● **Task instructions**
Every record that follows should be output exactly as it is given.

Natural language region descriptions:
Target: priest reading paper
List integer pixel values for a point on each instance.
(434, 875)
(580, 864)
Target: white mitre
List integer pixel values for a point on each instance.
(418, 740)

● **Task response**
Target: priest reading paper
List integer pixel values for a point on each instance.
(434, 875)
(580, 864)
Target: white mitre
List integer pixel values for a point on each instance.
(418, 740)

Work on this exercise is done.